■ **DIRECTIONS FOR THIS TASK**: Rewrite the lines from the first one through the line containing "[(134, 79), (156, 91), (67, 30)]", replacing "stone castle wall" with "curtain wall" and changing nothing else. Give only those lines.

━━━ EXTRACTED MATERIAL ━━━

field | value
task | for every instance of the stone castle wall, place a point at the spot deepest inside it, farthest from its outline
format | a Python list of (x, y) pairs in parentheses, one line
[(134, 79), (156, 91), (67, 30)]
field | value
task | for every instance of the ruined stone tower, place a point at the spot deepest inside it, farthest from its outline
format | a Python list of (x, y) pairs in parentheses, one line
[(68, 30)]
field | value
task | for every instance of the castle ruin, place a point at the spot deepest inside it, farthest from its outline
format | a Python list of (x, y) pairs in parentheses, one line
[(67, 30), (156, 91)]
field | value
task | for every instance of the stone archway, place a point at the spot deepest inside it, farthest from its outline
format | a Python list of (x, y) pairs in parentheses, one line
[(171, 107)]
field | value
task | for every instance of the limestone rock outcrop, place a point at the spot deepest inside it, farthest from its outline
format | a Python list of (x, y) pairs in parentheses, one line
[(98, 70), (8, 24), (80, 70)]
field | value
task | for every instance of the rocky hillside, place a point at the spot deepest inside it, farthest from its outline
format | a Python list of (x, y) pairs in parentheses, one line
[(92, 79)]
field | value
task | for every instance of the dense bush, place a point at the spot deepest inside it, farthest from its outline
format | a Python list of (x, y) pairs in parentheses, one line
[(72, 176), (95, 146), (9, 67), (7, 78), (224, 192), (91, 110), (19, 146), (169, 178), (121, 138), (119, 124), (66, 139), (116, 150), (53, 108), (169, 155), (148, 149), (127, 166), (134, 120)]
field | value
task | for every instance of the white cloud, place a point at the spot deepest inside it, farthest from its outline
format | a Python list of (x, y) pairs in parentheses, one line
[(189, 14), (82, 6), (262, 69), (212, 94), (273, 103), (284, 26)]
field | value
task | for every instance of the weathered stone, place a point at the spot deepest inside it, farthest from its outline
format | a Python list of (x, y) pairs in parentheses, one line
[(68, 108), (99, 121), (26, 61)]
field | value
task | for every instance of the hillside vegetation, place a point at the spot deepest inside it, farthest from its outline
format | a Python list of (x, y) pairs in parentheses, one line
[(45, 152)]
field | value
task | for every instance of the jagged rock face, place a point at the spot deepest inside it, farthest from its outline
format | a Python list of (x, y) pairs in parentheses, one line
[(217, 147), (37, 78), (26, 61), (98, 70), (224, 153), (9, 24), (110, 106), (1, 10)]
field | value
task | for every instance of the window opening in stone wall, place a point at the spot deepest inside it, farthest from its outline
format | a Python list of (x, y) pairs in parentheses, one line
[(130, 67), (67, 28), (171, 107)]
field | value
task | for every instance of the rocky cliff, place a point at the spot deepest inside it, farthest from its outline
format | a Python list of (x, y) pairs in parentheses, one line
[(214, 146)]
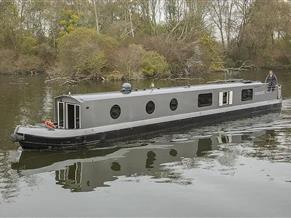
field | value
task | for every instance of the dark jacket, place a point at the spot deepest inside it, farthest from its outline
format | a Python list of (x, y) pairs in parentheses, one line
[(272, 81)]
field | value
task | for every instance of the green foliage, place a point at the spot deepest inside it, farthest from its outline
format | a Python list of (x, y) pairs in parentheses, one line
[(68, 21), (128, 39), (153, 65), (28, 45), (211, 56), (83, 51)]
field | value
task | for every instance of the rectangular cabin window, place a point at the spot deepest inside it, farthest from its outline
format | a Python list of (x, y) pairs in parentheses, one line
[(73, 116), (70, 116), (225, 98), (60, 115), (77, 117), (205, 100), (247, 94)]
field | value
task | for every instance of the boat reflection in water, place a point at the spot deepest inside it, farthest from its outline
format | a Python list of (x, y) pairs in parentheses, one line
[(88, 169)]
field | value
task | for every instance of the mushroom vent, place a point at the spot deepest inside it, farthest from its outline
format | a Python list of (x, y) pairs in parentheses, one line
[(126, 88)]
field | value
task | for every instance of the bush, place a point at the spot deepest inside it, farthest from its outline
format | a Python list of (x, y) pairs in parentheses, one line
[(83, 52), (154, 65)]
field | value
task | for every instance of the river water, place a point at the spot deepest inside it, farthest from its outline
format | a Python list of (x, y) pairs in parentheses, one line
[(236, 168)]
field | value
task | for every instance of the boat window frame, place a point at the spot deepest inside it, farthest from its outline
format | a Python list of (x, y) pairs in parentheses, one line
[(115, 106), (75, 120), (147, 105), (222, 97), (58, 114), (205, 105), (174, 107), (247, 99)]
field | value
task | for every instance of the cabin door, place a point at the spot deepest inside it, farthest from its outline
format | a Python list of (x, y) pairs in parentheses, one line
[(73, 116), (60, 115)]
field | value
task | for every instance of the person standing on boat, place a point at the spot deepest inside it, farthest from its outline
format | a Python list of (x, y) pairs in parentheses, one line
[(272, 81)]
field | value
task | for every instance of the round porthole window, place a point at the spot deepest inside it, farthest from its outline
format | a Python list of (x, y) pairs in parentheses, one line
[(173, 104), (150, 107), (115, 111)]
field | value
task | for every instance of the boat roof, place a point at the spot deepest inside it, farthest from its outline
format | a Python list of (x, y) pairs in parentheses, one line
[(157, 91)]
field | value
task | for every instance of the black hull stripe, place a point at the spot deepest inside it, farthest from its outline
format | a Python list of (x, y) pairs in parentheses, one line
[(106, 138)]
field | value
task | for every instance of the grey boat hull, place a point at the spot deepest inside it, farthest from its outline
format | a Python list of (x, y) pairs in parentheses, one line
[(106, 139)]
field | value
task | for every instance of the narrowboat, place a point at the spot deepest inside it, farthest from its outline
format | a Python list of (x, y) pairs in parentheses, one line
[(98, 119)]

━━━

■ **RESPONSE FOR THIS EXERCISE**:
field | value
task | for every instance of the curtain wall, place a point at the spot deepest inside it, farthest from its outline
format | a Python list of (x, y) pairs in parentheses, one line
[(134, 79), (156, 91), (67, 30)]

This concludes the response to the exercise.